From the article below on retrenchments during business rescue, write out the stretch from "- An increasing" through "have a recourse." word for word.

§ **SOURCE PASSAGE**

/---

More and more companies are announcing retrenchments as part of business rescue plan.
- An increasing number of companies are filing for business rescue and considering retrenchments as part of the rescue process.
- Labour lawyers say they are within their rights to do so but they must follow the law and if not, workers have a recourse.
- There is unfortunately nothing workers can do to speed up the business rescue process or force employers to pay salaries if the business has not been operating under the lockdown.
As more and more companies are going into business rescue or closing permanently closing their doors, the number of unavoidable retrenchments is expected to skyrocket in the coming months. South African Airways, Edcon and Comair are just few examples of companies in which business rescue practitioners have proposed retrenchments as either one of the mechanisms to cut costs and save the company or as a last resort.
Workers who find themselves with Section 189 notices are possibly asking themselves whether they have any say on the matter. When Edcon issued the notices to its staff, their representative union, the South African Commercial Catering and Allied Workers Union (Saccawu) worried that their fate was already a forgone conclusion, arguing that workers always get the short end of the stick in business rescue processes.

\---

§ **SUPPLIED DATA**

/---

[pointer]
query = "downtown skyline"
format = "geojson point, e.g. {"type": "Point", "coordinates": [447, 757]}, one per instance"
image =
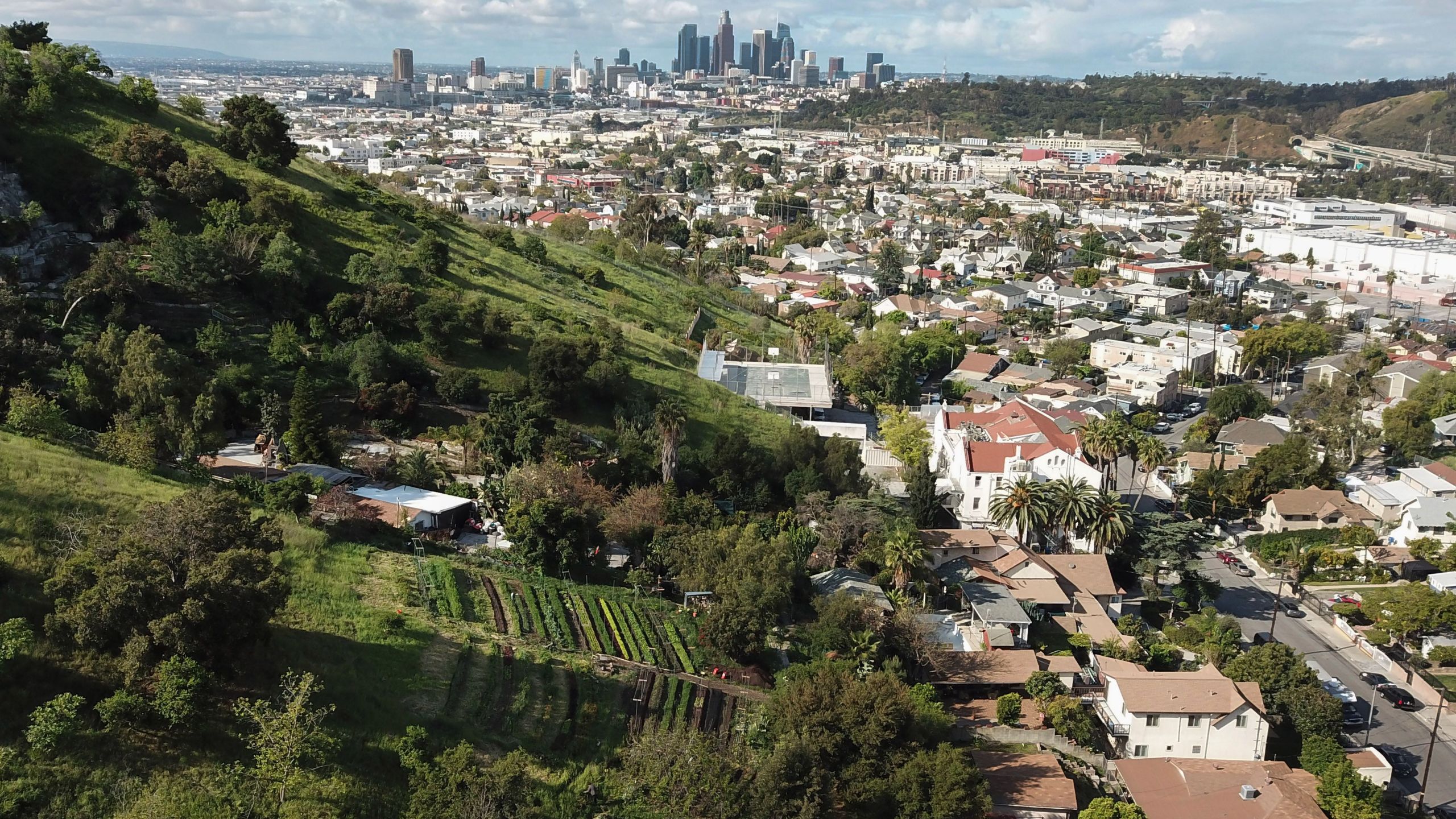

\---

§ **SOLUTION FOR THIS TASK**
- An increasing number of companies are filing for business rescue and considering retrenchments as part of the rescue process.
- Labour lawyers say they are within their rights to do so but they must follow the law and if not, workers have a recourse.